**Instructions to follow**
Write every record out again exactly, and keep images out of it.

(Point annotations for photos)
····················

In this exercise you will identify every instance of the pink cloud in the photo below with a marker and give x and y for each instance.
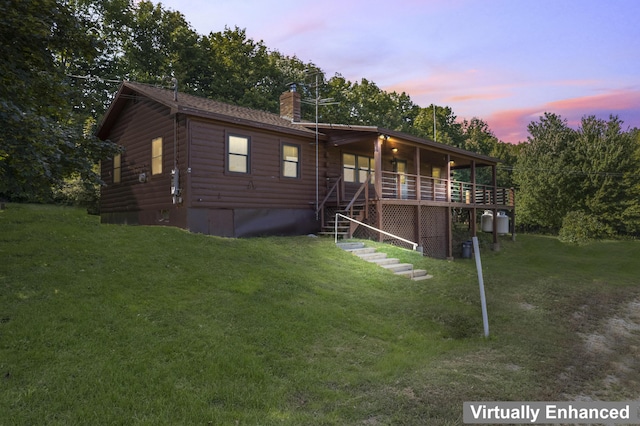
(511, 125)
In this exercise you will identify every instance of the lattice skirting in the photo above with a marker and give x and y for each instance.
(434, 238)
(402, 221)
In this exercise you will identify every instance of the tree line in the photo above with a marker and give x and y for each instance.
(63, 61)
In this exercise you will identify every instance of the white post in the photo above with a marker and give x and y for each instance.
(483, 300)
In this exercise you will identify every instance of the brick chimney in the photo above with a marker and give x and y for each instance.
(290, 105)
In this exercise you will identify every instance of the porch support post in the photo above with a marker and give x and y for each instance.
(377, 159)
(418, 228)
(513, 216)
(449, 216)
(473, 213)
(418, 183)
(494, 182)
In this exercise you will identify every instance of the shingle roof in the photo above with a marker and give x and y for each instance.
(203, 107)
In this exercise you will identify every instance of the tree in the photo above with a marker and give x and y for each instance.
(544, 174)
(605, 155)
(447, 130)
(41, 143)
(590, 172)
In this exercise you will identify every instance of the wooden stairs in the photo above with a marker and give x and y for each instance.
(346, 227)
(370, 254)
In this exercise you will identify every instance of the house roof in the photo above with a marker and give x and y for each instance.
(337, 134)
(199, 107)
(343, 134)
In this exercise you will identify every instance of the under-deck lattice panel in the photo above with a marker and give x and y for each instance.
(434, 231)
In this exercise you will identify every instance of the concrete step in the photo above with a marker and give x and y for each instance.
(350, 245)
(372, 256)
(385, 261)
(398, 267)
(363, 250)
(415, 274)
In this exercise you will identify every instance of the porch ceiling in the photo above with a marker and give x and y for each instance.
(340, 135)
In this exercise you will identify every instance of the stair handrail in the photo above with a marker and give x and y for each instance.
(363, 187)
(415, 245)
(320, 207)
(333, 188)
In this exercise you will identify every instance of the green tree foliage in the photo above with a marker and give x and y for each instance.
(447, 130)
(590, 171)
(42, 142)
(364, 103)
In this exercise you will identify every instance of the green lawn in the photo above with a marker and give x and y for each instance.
(103, 324)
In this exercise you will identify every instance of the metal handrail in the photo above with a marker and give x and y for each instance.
(415, 245)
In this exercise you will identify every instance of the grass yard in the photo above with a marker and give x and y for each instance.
(104, 325)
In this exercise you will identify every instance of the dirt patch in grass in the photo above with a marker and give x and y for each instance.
(608, 358)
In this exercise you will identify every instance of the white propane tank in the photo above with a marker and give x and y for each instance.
(502, 223)
(486, 222)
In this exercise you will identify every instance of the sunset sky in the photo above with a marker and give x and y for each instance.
(504, 61)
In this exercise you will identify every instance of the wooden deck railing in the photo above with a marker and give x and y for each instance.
(402, 186)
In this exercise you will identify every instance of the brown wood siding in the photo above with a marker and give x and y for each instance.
(139, 123)
(264, 187)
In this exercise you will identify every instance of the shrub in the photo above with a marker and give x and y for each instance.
(579, 227)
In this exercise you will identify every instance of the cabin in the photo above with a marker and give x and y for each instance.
(220, 169)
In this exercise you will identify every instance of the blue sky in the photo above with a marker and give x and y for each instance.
(504, 61)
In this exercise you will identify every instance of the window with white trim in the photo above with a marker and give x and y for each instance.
(117, 168)
(357, 167)
(290, 160)
(156, 156)
(238, 154)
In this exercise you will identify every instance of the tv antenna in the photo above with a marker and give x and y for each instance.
(317, 102)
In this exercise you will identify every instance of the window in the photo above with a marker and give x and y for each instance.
(156, 156)
(357, 167)
(290, 161)
(238, 154)
(401, 169)
(349, 167)
(117, 168)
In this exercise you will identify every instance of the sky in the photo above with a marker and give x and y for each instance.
(503, 61)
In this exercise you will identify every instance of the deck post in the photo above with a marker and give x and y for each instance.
(377, 159)
(513, 215)
(494, 182)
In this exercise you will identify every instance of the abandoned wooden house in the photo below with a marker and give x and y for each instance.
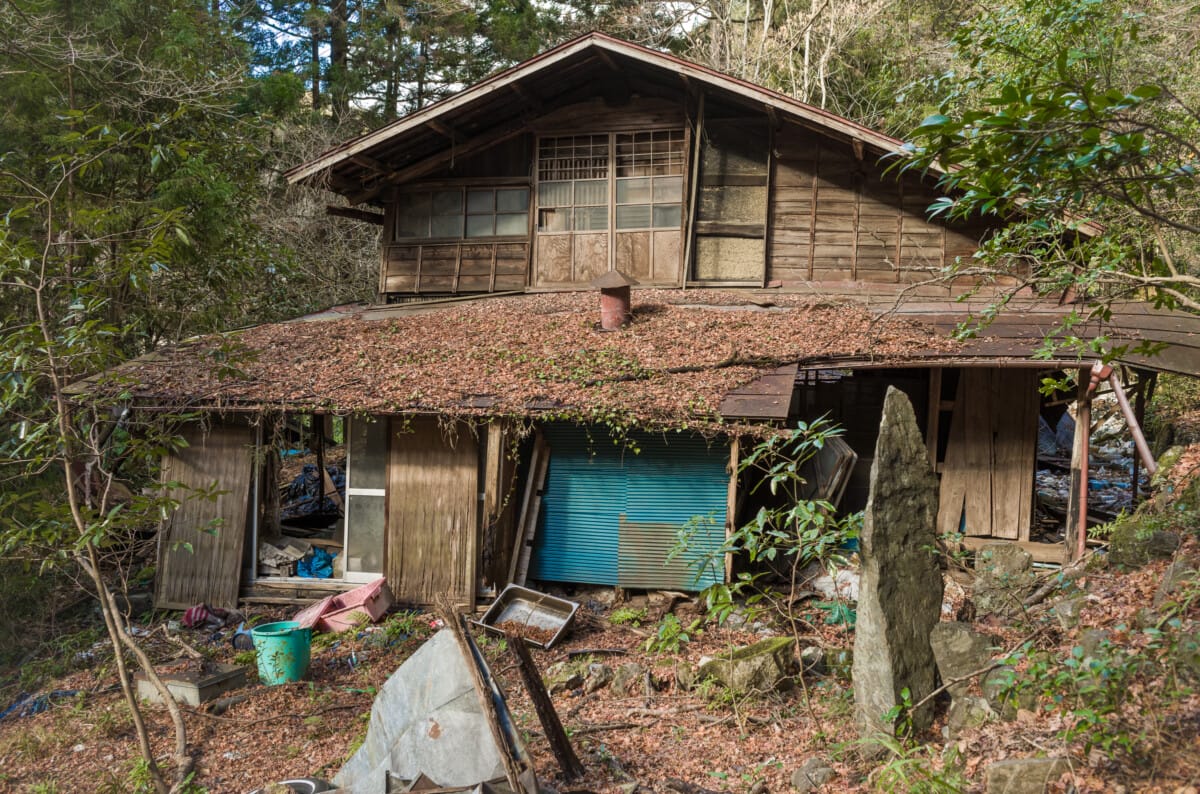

····················

**Task solution**
In this exercise you will identify every instance of the pink cloud in the photo below with a marker and give x and y for each instance.
(511, 125)
In this exercise you will identify every instance of the lattice skirting in the photo above with a marker and give x and y for each instance.
(434, 238)
(402, 221)
In this exercise you will identify every instance of the tree line in the photo above with a marker and give x and y for each instance.
(63, 61)
In this exercise you will identify every instance of the white post in the photo above with a marker and give x and y for each instance.
(483, 300)
In this exercise you will identify every instance of the brick chimney in the photo above with a marker and give x and y for each instance.
(290, 105)
In this exercise you will identify every instance of the porch support post in the photo above with a marker and give x and y for each instance.
(377, 159)
(418, 228)
(513, 216)
(449, 216)
(473, 213)
(418, 183)
(494, 182)
In this exercise you will identify every instance of the shingle roof in the photo above with a marker and give x and y for each instance.
(203, 107)
In this exercise you will identify every instance of the tree in the photo above with a marker and give x and y for each instance.
(544, 174)
(605, 155)
(447, 130)
(41, 143)
(590, 172)
In this exercise you will identify every instance of the wooden stairs in the photo above with a marker and give x and y for each instance.
(346, 227)
(370, 254)
In this exercise you will identify every instance of the house roof in the photo above with a marker and give x and y for each instance.
(337, 134)
(199, 107)
(343, 134)
In this exercise you will identify every instance of the under-deck lattice panel in the photo above with a marker and give x and y for each instance.
(434, 231)
In this exercise you will identify every instance of the concrete step in the photo above with a marker and give x and y for each instance.
(350, 245)
(372, 256)
(385, 261)
(398, 267)
(363, 250)
(415, 274)
In this exercise you will identify every instance of the porch ceiling in the photo above with a marker and give x and y for each instance.
(340, 135)
In this exercise you will identify every instance of the stair handrail in the photo above with a marker and give x and y for each instance.
(363, 187)
(415, 245)
(320, 207)
(333, 188)
In this exercise you will identify every instance of the green tree foliage in the photo above with a marker and give x and y for each instance.
(447, 130)
(590, 171)
(42, 142)
(364, 103)
In this exercise you will identify every instance of the green lawn in the photo above with a marker and give x and y for each instance.
(103, 324)
In this exercise you will identify every instance of the metal handrail in the photo above with a marker and give x and y for each instance.
(415, 245)
In this exercise you will identify every instance of the grass yard in the photo above with a marker and give x and y for each instance.
(104, 325)
In this exercise you will identify every instance of the dirt patch in grass in the photo above with a marker and give x and y for each instance.
(608, 358)
In this exercise you will identify every instance of the white propane tank in the photo above with a marker and give x and y for each instance.
(502, 223)
(486, 222)
In this exercise you will identify every instance of the sunset sky in the photo above with a marker and give x and y for each instance.
(504, 61)
In this exercise you will identify every instance of the wooden deck railing in the photo above with a marker and give x and y for each instance.
(402, 186)
In this exercise you will identify every instance of the brown wood siding in the photo above with a marker and give x and y for each instance.
(139, 123)
(264, 187)
In this exercise you will identify every instance of the shrub in the photo above with a marker and give x and y for each instance.
(579, 227)
In this exercise you will identify every instance of the cabin in the photo above with a marker and give x and y for each instance.
(220, 169)
In this exercise you will identify every instance of the blue sky in the photo above with a marker and give x and y for each instance.
(504, 61)
In this exercise you will identify every instance of the window with white trim in the photo above with a marker and give x and y for each instance.
(117, 168)
(357, 167)
(290, 160)
(156, 156)
(238, 154)
In this exercise you will identify every instance of the tv antenna in the photo above with a marker and give x and y for each instance.
(317, 102)
In this exercise you will identify every instance of the window in the photo above with a marker and give x and y for each instance.
(156, 156)
(357, 167)
(290, 161)
(238, 154)
(401, 169)
(349, 167)
(117, 168)
In this exercise you will identify every instance of the sky in the photo above with a marker and give x and y for each instance.
(503, 61)
In this exercise you will identify every instance of the deck post in the photo above with a marker and give x and y for each instance.
(377, 159)
(513, 215)
(494, 182)
In this exercise you will identify every instance of the abandoned wooden house in the photo below with a marker and give x and y for each instance.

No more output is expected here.